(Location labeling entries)
((

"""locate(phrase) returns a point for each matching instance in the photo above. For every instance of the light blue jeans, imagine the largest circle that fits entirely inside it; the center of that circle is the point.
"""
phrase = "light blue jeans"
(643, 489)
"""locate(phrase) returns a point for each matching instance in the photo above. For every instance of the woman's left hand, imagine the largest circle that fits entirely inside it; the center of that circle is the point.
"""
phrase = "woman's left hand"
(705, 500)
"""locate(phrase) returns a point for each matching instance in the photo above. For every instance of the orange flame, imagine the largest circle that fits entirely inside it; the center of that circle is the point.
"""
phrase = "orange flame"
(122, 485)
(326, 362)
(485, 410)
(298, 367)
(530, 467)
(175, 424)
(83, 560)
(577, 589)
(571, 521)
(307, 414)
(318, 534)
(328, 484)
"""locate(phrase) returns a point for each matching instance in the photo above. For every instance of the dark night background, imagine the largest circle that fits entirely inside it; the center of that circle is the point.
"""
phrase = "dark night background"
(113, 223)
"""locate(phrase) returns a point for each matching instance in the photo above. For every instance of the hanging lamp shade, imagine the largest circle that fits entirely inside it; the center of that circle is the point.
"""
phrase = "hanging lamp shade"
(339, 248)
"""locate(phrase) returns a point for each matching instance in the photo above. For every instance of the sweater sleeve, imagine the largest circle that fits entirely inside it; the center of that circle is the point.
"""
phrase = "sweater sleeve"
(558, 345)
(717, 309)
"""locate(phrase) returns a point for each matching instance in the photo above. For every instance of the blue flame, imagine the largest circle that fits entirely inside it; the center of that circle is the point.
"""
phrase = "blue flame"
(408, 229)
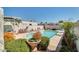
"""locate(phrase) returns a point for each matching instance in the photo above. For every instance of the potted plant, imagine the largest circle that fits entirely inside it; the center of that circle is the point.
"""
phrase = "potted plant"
(34, 41)
(43, 44)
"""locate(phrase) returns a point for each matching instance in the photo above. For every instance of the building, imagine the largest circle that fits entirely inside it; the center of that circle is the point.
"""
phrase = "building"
(51, 26)
(1, 30)
(11, 24)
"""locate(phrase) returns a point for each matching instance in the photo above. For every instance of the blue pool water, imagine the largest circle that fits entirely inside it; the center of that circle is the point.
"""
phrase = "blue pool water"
(46, 33)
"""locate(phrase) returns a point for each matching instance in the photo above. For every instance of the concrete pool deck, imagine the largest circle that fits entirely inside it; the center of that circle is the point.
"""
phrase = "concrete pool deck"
(54, 44)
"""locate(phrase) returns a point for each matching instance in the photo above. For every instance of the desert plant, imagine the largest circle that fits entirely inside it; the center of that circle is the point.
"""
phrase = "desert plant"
(43, 44)
(67, 26)
(32, 40)
(8, 36)
(37, 36)
(19, 45)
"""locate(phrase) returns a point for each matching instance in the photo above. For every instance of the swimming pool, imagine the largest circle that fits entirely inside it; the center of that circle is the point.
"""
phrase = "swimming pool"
(46, 33)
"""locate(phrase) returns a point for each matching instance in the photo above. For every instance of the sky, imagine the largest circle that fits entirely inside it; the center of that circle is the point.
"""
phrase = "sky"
(44, 14)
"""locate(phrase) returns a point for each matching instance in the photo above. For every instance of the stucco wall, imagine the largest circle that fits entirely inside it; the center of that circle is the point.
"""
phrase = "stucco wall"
(1, 30)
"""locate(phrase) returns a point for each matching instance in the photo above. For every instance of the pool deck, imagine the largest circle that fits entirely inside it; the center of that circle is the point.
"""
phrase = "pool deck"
(54, 44)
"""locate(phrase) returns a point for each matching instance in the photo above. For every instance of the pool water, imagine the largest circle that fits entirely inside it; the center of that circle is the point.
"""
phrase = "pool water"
(46, 33)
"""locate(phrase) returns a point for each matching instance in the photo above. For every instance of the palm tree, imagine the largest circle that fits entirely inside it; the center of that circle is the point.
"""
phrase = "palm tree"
(67, 26)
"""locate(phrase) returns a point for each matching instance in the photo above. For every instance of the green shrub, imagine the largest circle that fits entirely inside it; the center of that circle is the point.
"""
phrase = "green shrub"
(43, 44)
(19, 45)
(32, 40)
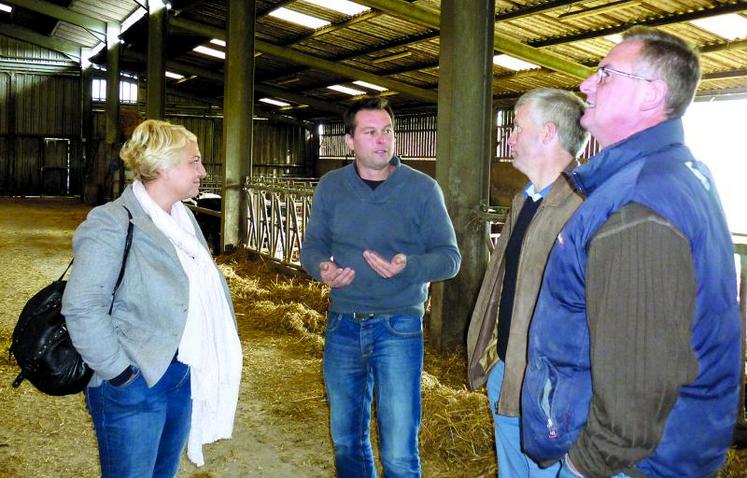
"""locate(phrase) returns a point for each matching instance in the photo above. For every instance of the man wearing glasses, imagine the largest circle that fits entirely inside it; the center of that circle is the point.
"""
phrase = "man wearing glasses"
(635, 345)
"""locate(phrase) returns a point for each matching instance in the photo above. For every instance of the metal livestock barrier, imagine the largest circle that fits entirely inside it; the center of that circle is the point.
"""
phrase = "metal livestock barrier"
(278, 210)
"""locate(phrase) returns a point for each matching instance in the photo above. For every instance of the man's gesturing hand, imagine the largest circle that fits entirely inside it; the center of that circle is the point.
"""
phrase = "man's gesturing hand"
(335, 276)
(384, 267)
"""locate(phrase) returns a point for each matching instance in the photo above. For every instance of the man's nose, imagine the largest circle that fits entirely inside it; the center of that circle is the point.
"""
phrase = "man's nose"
(589, 84)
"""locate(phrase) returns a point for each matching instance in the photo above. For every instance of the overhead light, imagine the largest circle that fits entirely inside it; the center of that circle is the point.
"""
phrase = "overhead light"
(614, 38)
(288, 81)
(370, 86)
(95, 50)
(298, 18)
(512, 63)
(270, 101)
(346, 90)
(210, 52)
(396, 56)
(342, 6)
(730, 26)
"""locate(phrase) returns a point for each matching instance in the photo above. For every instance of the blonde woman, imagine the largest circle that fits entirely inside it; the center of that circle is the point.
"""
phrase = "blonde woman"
(167, 357)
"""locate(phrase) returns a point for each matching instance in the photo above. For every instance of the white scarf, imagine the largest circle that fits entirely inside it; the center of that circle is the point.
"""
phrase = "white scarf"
(210, 344)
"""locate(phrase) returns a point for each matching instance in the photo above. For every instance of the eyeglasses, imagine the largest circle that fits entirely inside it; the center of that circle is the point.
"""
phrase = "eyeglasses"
(604, 72)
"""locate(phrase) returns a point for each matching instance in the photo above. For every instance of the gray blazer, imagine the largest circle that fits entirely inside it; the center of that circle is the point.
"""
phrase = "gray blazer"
(150, 306)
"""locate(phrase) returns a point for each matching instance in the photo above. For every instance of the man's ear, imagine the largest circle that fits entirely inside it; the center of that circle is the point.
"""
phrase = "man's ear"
(349, 142)
(655, 96)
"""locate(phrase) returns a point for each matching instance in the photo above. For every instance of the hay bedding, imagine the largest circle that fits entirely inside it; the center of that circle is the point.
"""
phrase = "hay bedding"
(281, 323)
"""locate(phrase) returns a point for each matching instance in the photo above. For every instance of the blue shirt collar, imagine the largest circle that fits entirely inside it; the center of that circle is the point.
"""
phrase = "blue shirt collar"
(615, 157)
(536, 196)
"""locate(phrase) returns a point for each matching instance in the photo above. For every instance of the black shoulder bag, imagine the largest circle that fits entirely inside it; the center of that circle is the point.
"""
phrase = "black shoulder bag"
(41, 343)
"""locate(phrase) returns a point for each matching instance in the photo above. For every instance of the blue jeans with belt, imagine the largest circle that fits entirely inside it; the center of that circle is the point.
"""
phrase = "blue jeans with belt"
(142, 431)
(367, 355)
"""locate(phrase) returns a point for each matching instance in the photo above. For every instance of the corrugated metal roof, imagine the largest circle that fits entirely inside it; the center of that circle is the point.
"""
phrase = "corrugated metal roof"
(384, 44)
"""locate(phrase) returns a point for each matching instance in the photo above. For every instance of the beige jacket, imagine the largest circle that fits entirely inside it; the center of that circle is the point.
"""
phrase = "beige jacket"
(552, 215)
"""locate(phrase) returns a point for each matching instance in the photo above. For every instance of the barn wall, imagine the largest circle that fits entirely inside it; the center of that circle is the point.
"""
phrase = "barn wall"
(39, 121)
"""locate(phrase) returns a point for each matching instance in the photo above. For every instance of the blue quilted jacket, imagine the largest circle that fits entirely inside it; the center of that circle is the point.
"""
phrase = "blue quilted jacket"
(655, 169)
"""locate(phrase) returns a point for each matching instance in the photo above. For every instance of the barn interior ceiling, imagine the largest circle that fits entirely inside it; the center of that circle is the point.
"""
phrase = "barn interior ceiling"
(386, 47)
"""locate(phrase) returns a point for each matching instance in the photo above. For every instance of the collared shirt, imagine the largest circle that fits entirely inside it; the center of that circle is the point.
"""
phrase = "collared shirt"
(536, 196)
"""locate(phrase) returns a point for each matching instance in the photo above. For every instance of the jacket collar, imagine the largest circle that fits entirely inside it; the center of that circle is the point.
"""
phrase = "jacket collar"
(610, 160)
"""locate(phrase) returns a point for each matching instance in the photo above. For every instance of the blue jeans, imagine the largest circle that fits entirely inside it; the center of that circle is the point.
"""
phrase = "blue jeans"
(142, 431)
(512, 462)
(381, 356)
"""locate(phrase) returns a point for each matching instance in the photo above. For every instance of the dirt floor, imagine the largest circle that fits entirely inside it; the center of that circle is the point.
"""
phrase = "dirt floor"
(281, 423)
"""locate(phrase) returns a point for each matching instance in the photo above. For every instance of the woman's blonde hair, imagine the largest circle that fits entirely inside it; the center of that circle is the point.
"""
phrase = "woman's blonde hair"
(154, 145)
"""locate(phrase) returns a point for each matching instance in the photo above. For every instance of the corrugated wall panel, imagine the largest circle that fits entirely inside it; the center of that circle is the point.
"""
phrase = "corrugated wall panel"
(5, 97)
(280, 149)
(27, 164)
(47, 105)
(5, 165)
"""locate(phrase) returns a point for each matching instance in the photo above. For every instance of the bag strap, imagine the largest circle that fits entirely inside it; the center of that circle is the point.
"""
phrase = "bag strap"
(128, 244)
(66, 269)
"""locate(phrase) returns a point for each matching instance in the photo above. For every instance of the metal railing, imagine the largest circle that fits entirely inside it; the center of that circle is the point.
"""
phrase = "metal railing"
(278, 210)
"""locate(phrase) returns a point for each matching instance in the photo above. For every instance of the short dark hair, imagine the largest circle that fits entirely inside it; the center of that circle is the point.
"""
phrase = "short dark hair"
(365, 104)
(672, 60)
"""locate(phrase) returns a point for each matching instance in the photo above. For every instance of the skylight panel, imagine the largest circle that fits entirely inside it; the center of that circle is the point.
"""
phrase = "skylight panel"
(370, 86)
(614, 38)
(346, 90)
(512, 63)
(210, 52)
(298, 18)
(139, 13)
(273, 102)
(341, 6)
(730, 26)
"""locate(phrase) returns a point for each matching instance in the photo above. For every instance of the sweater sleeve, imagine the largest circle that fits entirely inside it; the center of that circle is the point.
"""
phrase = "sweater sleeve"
(441, 258)
(640, 292)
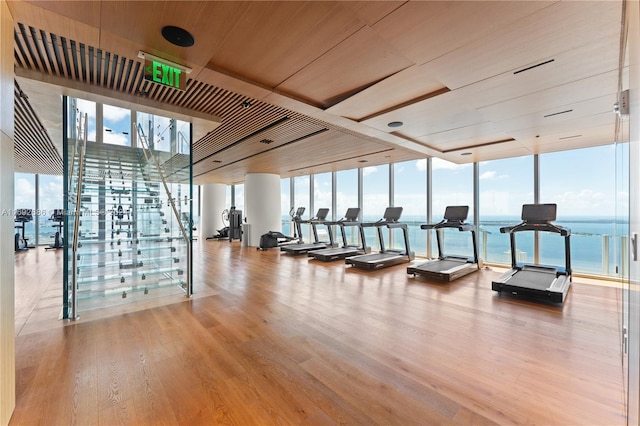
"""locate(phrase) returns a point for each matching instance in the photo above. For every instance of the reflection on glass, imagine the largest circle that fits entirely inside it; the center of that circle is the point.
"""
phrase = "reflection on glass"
(117, 125)
(49, 199)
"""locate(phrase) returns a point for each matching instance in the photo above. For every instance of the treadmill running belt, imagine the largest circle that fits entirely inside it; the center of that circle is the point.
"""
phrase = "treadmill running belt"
(532, 279)
(442, 265)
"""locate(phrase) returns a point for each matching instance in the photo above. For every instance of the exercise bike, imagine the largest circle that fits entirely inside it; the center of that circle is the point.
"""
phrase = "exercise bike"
(223, 233)
(22, 216)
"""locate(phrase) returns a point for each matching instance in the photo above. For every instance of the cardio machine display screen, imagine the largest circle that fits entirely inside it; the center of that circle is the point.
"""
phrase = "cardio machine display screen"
(539, 213)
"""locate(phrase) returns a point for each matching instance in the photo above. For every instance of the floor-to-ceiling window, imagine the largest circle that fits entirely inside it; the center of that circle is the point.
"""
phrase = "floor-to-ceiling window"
(323, 199)
(579, 182)
(505, 185)
(117, 125)
(49, 200)
(452, 185)
(375, 198)
(410, 193)
(301, 197)
(285, 205)
(25, 199)
(239, 197)
(347, 197)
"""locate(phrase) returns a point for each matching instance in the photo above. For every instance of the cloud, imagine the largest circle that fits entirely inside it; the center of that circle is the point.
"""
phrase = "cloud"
(491, 174)
(25, 193)
(116, 139)
(111, 113)
(439, 164)
(366, 171)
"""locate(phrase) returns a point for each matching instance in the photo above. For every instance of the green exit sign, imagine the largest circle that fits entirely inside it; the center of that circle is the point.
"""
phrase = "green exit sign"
(165, 73)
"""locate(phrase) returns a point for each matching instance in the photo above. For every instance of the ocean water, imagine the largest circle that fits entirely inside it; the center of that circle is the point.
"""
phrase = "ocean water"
(596, 244)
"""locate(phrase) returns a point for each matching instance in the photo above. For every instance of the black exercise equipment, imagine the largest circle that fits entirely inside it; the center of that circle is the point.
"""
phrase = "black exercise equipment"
(449, 267)
(319, 219)
(22, 216)
(385, 257)
(58, 239)
(350, 219)
(222, 233)
(544, 282)
(235, 224)
(274, 239)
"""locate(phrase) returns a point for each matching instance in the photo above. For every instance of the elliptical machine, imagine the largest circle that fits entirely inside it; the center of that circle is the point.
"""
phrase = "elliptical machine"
(58, 239)
(22, 216)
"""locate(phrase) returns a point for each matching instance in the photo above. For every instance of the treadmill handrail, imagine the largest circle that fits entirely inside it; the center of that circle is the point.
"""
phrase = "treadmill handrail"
(462, 226)
(458, 224)
(544, 227)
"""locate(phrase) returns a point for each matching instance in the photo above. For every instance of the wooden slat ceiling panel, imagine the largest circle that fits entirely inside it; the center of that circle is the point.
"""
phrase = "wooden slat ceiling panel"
(88, 64)
(450, 71)
(34, 152)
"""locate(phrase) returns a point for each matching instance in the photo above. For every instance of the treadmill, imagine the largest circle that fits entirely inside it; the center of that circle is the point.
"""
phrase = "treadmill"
(319, 219)
(350, 219)
(449, 267)
(549, 283)
(385, 257)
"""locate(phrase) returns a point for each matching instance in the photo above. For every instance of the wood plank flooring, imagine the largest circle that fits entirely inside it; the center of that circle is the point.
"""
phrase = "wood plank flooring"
(270, 338)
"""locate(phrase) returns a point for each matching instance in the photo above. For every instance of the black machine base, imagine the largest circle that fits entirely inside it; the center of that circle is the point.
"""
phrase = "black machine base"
(529, 282)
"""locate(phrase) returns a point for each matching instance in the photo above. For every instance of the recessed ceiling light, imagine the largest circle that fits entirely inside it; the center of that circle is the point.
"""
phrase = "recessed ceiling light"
(178, 36)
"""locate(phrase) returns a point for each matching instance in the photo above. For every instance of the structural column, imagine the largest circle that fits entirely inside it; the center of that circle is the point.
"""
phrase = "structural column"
(7, 310)
(213, 199)
(262, 205)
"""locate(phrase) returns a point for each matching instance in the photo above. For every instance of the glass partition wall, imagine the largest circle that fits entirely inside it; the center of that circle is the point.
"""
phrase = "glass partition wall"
(129, 209)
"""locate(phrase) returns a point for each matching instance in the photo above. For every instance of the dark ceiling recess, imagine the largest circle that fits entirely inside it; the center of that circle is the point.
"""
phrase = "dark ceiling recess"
(178, 36)
(534, 66)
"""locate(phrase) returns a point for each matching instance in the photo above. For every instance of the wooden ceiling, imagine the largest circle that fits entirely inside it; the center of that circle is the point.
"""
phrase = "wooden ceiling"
(324, 79)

))

§ The task
Copy the lines of the entries exactly, starting at the line that contains "wooden ceiling, imagine" and continuing through the last line of the entries.

§ Task response
"""locate(phrase) returns a point for each matching instance in the photo above. For every instance of the wooden ceiling, imagine the largest circle that fits entirely inside it; the center of that circle is the point.
"""
phrase = "wooden ceiling"
(324, 79)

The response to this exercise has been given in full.